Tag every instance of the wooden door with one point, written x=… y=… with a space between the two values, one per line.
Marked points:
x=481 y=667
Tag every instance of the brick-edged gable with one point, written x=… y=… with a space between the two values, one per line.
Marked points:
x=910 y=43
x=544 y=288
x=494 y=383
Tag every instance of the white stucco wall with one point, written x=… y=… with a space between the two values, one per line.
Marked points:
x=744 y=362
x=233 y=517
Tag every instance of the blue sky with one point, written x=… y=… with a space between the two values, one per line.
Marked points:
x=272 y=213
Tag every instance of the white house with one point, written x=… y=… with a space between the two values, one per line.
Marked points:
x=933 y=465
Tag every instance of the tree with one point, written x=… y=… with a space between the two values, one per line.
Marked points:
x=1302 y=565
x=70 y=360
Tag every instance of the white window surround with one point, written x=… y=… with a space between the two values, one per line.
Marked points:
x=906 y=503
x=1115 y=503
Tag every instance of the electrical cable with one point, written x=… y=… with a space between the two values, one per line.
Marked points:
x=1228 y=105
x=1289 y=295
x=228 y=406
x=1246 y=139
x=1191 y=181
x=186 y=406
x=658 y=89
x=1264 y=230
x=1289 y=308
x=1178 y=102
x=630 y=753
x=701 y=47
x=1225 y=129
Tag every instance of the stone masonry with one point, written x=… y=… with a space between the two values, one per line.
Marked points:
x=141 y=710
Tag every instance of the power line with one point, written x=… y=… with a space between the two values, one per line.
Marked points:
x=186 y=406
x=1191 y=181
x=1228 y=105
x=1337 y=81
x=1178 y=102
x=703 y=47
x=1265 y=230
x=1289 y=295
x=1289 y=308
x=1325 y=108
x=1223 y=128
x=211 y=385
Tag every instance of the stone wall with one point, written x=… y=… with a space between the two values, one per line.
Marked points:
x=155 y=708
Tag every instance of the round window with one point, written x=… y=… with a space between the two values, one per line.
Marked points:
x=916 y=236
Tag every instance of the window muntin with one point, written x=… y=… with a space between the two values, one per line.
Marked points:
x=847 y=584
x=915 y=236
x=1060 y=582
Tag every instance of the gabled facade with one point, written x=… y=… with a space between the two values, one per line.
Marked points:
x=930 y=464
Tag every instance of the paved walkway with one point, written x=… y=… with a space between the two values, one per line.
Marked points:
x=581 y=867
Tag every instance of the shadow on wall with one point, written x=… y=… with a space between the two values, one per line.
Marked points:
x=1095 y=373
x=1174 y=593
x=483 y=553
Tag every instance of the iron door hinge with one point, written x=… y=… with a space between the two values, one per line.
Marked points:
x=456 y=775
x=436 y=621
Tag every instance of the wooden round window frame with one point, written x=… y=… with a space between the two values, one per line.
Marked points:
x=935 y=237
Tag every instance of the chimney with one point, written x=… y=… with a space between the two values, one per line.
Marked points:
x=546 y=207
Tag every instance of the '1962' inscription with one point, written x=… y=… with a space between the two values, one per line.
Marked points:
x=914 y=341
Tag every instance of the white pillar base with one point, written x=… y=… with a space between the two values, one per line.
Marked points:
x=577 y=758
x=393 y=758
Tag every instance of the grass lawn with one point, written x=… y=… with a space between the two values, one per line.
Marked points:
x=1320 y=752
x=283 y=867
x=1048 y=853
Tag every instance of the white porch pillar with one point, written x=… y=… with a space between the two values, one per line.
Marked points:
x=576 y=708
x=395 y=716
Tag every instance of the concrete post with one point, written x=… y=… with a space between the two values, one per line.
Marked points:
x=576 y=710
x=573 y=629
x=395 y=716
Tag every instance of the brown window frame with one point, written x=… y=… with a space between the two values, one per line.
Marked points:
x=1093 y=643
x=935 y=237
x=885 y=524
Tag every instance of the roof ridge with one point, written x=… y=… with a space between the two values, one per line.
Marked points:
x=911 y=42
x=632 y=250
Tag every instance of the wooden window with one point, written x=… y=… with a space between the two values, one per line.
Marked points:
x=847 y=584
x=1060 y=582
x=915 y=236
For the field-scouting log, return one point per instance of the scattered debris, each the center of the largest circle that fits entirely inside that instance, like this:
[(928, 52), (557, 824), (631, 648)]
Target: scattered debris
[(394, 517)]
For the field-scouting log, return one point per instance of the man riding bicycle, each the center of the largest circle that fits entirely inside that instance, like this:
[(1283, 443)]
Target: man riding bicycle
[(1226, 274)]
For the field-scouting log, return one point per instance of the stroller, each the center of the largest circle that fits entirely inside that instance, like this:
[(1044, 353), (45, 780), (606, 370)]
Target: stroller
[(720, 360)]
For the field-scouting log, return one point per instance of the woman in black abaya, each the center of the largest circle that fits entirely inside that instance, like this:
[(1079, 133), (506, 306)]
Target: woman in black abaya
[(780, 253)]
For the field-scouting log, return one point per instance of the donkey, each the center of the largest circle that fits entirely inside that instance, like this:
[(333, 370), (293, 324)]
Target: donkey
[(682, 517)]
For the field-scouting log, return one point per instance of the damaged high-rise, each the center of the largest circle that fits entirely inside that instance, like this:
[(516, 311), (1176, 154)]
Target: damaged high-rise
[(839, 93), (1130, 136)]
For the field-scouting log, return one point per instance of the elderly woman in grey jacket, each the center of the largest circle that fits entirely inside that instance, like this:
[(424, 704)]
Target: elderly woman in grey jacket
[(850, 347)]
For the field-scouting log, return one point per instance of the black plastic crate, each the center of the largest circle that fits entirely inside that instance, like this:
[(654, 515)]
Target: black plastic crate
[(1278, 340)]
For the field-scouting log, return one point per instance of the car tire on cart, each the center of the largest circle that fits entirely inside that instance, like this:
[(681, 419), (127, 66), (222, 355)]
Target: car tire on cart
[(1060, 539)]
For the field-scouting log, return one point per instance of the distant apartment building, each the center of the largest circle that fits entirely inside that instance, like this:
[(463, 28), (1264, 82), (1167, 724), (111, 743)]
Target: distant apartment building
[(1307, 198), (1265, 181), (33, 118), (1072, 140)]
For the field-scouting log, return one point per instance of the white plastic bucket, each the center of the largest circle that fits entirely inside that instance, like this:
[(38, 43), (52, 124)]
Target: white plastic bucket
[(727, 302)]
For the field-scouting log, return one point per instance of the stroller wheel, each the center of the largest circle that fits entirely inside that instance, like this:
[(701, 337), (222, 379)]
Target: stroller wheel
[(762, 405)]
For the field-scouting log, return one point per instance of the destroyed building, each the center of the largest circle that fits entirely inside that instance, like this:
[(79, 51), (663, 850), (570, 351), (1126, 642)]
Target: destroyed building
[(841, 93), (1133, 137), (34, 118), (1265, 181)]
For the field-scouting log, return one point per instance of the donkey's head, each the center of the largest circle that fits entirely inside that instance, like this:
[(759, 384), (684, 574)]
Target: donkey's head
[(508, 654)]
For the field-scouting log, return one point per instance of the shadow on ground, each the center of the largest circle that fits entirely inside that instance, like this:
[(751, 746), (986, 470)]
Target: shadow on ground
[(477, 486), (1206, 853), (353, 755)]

● ● ● ● ●

**EXERCISE:**
Please give the data again in full, exactly as written.

**SOLVED PROBLEM:**
Tag every instance of the wooden door with one point, written x=… y=… with a space between the two values, one per line.
Marked points:
x=481 y=667
Tag every instance of the brick-edged gable with one point, written x=… y=… with a space between the two values, one per line.
Marked points:
x=910 y=43
x=544 y=288
x=494 y=383
Tag every instance of the white stucco wall with one point, written x=… y=… with a space between the two values, one per line.
Marked points:
x=744 y=362
x=233 y=517
Tag every instance of the blue sky with one point, written x=… y=… with a space between the two values, one per line.
Marked points:
x=272 y=213
Tag every instance of the white house with one point, written x=… y=… with a space between the two values, one per line.
Marked points:
x=933 y=465
Tag every instance of the tree with one point, written x=… y=… with a space between the two values, one per line.
Marked points:
x=1302 y=565
x=70 y=360
Tag every instance of the white window surround with one point, written x=… y=… with a space between the two values, one per line.
Marked points:
x=906 y=503
x=1115 y=503
Tag every instance of the electrical cable with one point, written x=… y=… with a space between the two values, one per line.
Marked points:
x=1228 y=105
x=1289 y=295
x=228 y=406
x=1246 y=139
x=1191 y=181
x=186 y=406
x=658 y=89
x=1264 y=230
x=1289 y=308
x=1178 y=102
x=630 y=753
x=701 y=47
x=1225 y=129
Tag every instance of the stone masonry with one point, written x=… y=… with a space between the two values, one per line.
Marked points:
x=141 y=710
Tag every instance of the power line with one point, written x=… y=… with a space between the two values, one per line.
Marked points:
x=186 y=406
x=1191 y=181
x=1228 y=105
x=1337 y=81
x=1178 y=102
x=703 y=47
x=1265 y=230
x=1289 y=295
x=1289 y=308
x=1325 y=108
x=1223 y=128
x=211 y=385
Tag every instance of the stone wall with one point, written x=… y=… with a space between the two values, one per line.
Marked points:
x=155 y=708
Tag every instance of the round window with one point, written x=… y=… with a space between the two values, one per line.
Marked points:
x=916 y=236
Tag every instance of the window muntin with one point, written x=… y=… with a space between the two values, one per line.
Marked points:
x=847 y=584
x=915 y=236
x=1060 y=582
Tag every instance of the gabled facade with one point, written x=… y=… with a space between the two values, one per line.
Marked points:
x=930 y=464
Tag every instance of the paved walkway with one point, written x=… y=… with a space between the two values, one per line.
Marked points:
x=581 y=867
Tag every instance of the shadow on wall with one point, written x=… y=… with a space between the two values, one per line.
Marked points:
x=1095 y=373
x=1174 y=593
x=483 y=553
Tag every instance of the iron door hinge with one point, written x=… y=… with a space between the two values, one per line.
Marked points:
x=456 y=775
x=436 y=621
Tag every instance of the wooden round window frame with one point, written x=… y=… with a space between the two values, one per line.
Marked points:
x=935 y=237
Tag every instance of the chimney with one point, written x=… y=… with a space between the two values, one per line.
Marked points:
x=546 y=207
Tag every instance of the '1962' inscription with one point, written x=… y=… with a space between the two values, one per line.
Marked points:
x=914 y=341
Tag every instance of the white pillar base with one point, written x=… y=… with a space between the two values, one per line.
Marked points:
x=577 y=758
x=393 y=758
Tag every instance of the grass lawn with one point, written x=… y=… with a space between the two values, one per line.
Marked points:
x=1320 y=752
x=283 y=867
x=1048 y=853
Tag every instance of the white porch pillar with one point, written x=… y=… with a space between the two values, one per line.
Marked points:
x=576 y=708
x=395 y=716
Tag every instance of the concrete post with one point, written x=… y=… with a space between the two values, one per line.
Marked points:
x=576 y=710
x=573 y=629
x=395 y=716
Tag every instance of the brown window frame with one point, written x=… y=… with a space between the two values, one per line.
Marked points:
x=1093 y=643
x=935 y=237
x=885 y=524
Tag every instance of the roof ridge with one point, written x=… y=… with a space between the two values, one per line.
Marked points:
x=911 y=42
x=632 y=250
Tag every instance of the wooden window with one point, written x=… y=… with a space between the two values, one per line.
Marked points:
x=847 y=584
x=1060 y=582
x=915 y=236
For the field-scouting log, return one point per instance of the scattered debris, each the center of the largest circle that fits entirely inside that instance, like this:
[(928, 52), (557, 824), (631, 648)]
Target: scattered debris
[(394, 517)]
For the field-scouting log, return one point per instance of the man riding bicycle, each the center of the largest circle that fits entirely inside that instance, like this:
[(1283, 443)]
Target: man riding bicycle
[(1226, 274)]
For the field-scouting log, return one point per instance of the stroller, each the center of the largest circle that fits entirely inside that instance, like this:
[(1044, 353), (45, 780), (606, 370)]
Target: stroller
[(720, 360)]
For the field-scouting log, return one point per instance of the woman in black abaya, each the center of the largest circle that fits entirely inside that instance, like this:
[(1079, 133), (506, 306)]
Target: woman in black abaya
[(780, 253)]
For the field-scouting log, return one point per instance of the donkey, each the center of the largest circle that fits entirely inside that instance, like this:
[(333, 370), (293, 324)]
Target: donkey
[(682, 517)]
For the field-scouting log, return one point per instance of the damaged high-rise, each the center of the largest circle that fits entirely inside that instance, like this:
[(516, 311), (1176, 154)]
Target: damaged high-rise
[(839, 93), (1130, 136)]
For the field-scouting log, return one point per instance of the elderly woman in grey jacket, each the center of the largest circle that fits entirely inside that instance, like this:
[(424, 704)]
Target: elderly woman in grey jacket
[(850, 347)]
For the field-scouting log, return one point per instance of the black plastic crate, each the center of the largest circle that fits entirely inside that instance, like this:
[(654, 515)]
Target: black plastic crate
[(1278, 340)]
For the field-scouting log, return one point per instance of the car tire on cart, each the center of the largest circle that fits entirely inside that instance, like this:
[(681, 419), (127, 66), (222, 355)]
Target: car tire on cart
[(1060, 539)]
For the field-scouting log, return one point per instance of the distant apartment building, each the center of the largest circle that fits entirely inside that instance, like this:
[(463, 28), (1264, 82), (1167, 724), (111, 743)]
Target: distant apartment building
[(1307, 198), (1265, 181), (33, 118), (1072, 140)]
For the field-scouting log, return one point per instance of the white plastic bucket, each the center of the largest circle that fits entirely inside that instance, like this:
[(38, 43), (52, 124)]
Target: white plastic bucket
[(727, 302)]
For the field-scouting log, return one point per instance of the stroller wheel, each the center of the largest circle that fits entirely inside that instance, like this:
[(701, 337), (222, 379)]
Target: stroller wheel
[(762, 405)]
For the field-scouting log, return one point per instance of the destroyed building, each the center of the largest circle that fits entirely inside that instance, like this:
[(79, 51), (663, 850), (570, 351), (1126, 642)]
Target: destroyed building
[(841, 93), (1133, 137), (34, 118), (1265, 181)]
For the field-scouting log, return one point per instance of the donkey's head, each the center of the largest circle that fits entirely inside that instance, like this:
[(759, 384), (684, 574)]
Target: donkey's head
[(508, 654)]
For the field-scouting log, return one point per instance of the shadow on ground, each the center of the largest circle that fits entirely inside that instance, like this:
[(751, 746), (986, 470)]
Target: shadow on ground
[(477, 486), (1206, 853), (353, 755)]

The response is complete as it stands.